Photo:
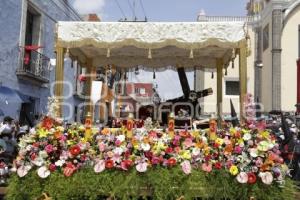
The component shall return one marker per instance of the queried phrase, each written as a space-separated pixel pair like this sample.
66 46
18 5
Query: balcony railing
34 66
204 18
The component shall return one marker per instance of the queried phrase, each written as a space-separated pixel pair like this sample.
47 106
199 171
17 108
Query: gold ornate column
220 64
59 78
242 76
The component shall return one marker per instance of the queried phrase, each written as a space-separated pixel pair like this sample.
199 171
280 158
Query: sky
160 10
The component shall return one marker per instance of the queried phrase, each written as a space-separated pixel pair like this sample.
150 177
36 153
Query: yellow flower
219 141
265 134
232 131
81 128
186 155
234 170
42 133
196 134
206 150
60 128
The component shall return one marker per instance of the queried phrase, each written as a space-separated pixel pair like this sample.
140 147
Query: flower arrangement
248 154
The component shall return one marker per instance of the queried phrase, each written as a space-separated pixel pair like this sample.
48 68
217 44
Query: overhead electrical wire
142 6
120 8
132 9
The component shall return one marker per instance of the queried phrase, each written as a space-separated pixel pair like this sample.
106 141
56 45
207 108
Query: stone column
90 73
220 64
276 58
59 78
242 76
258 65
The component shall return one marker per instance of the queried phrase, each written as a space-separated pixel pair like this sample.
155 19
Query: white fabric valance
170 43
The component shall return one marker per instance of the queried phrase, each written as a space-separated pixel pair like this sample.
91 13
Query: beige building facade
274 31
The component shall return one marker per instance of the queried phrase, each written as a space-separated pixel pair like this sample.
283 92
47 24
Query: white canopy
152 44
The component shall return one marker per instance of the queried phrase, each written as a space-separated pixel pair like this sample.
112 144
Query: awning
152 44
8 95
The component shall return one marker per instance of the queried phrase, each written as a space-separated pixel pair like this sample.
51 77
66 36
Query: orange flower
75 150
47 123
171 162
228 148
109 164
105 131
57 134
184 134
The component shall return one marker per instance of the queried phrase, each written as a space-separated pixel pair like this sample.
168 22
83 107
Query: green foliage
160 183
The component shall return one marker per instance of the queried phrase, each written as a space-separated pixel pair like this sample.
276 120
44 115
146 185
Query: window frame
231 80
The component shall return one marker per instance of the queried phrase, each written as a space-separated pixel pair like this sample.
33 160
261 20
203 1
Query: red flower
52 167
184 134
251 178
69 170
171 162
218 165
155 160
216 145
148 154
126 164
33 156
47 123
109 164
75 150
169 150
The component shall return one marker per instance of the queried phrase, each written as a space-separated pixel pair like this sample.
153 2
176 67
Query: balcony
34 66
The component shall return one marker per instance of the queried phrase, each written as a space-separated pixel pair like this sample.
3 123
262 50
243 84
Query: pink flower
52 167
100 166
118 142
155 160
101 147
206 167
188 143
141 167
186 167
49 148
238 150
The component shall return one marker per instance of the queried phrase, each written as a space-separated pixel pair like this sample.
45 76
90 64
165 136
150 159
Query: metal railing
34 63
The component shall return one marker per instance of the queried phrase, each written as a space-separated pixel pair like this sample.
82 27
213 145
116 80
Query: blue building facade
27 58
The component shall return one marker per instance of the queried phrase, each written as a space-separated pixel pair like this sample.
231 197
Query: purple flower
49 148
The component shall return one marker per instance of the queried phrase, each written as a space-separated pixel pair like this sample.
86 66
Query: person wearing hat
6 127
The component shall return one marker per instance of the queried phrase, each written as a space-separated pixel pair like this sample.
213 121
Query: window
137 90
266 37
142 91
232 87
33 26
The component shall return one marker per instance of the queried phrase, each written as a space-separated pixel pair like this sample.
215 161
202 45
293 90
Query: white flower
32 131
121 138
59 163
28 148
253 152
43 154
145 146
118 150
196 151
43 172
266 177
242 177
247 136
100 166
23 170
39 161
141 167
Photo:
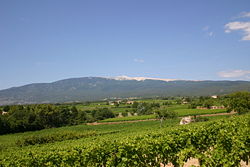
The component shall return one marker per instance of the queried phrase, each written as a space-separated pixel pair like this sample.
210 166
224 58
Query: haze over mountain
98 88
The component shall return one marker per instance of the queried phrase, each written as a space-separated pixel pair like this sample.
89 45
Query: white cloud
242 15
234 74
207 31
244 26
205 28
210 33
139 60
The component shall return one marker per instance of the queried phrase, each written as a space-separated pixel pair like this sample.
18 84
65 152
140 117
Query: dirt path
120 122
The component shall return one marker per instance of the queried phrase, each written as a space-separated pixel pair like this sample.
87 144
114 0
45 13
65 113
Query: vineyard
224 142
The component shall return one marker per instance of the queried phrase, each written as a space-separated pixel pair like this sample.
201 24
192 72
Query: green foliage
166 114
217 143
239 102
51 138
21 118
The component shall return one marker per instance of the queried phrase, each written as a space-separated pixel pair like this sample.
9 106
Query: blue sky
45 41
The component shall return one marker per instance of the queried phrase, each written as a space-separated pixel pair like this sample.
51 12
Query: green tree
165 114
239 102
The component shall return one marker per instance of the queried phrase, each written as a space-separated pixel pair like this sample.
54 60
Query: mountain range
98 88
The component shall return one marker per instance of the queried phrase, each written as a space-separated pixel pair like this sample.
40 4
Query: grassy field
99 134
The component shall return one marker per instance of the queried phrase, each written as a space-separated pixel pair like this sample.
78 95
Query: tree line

+++

* Exercise aim:
Set down, exactly and without anything extra, every line from the one that contains "Query: mountain range" through the final line of the material.

* Response area:
Query: mountain range
98 88
The component shall return one marker per instance of the queried phrase, each written as a space-separated pixel pair like this sample.
40 4
Query: grassy field
99 134
The component shall return one marker per instance of the queried phrase, each written as a space-separated pixel pair like this sample.
78 95
Query: tree line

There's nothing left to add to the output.